**Exercises:**
1. Name every team that the profile of Slade McFarland lists him as playing for, each named once.
2. Resume the profile of rugby player Slade McFarland after its last sentence.

Slade McFarland
- Full name: Slade Paul McFarland
- Born: 31 August 1972 (age 53)
- Height: 6 ft 0 in (183 cm)
- Weight: 255 lb (116 kg)

Rugby union career
- Position: Hooker

Provincial / State sides
- Years: Team / Apps / (Points)
- 1993–04: North Harbour / 128 / (115)

Super Rugby
- Years: Team / Apps / (Points)
- 1996: Chiefs / 6 / (0)
- 1999: Blues / 11 / (10)
- 2000: Crusaders / 9 / (0)
- 2001–02: Blues / 22 / (5)
- 2003–04: Crusaders / 4 / (0)

= Slade McFarland =

New Zealand rugby union player (born 1972)

Slade Paul McFarland (born 31 August 1972) is a New Zealand former professional rugby union player.

==Biography==
===Early life===
Raised in Auckland, McFarland was educated at Dilworth School and Rangitoto College.

**Stored data entries:**
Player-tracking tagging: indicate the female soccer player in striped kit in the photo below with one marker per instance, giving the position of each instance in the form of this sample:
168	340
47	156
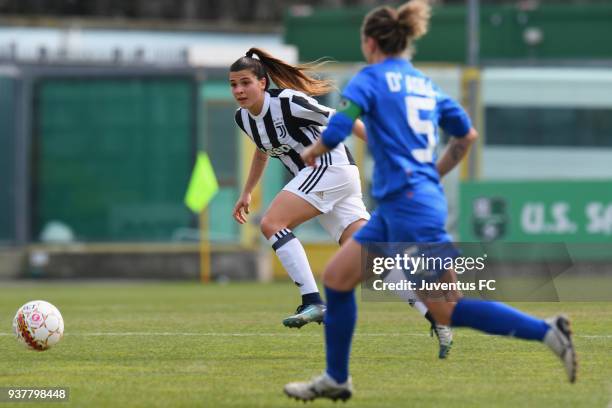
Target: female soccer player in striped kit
402	109
283	123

**Responses for each task:**
1. North Harbour, Chiefs, Blues, Crusaders

2.
===Rugby career===
McFarland, a hooker, played over 200 games for East Coast Bays and was a North Harbour provincial player. He earned regular Māori All Blacks selection during his career and was also a New Zealand A representative. His Super 12 career began at the Chiefs in 1996, before multiple stints with both the Blues and Crusaders. He briefly played in Wales for Swansea-based club Dunvant and was a medical joker with Stade Toulousain in the 2005–06 Top 14 season.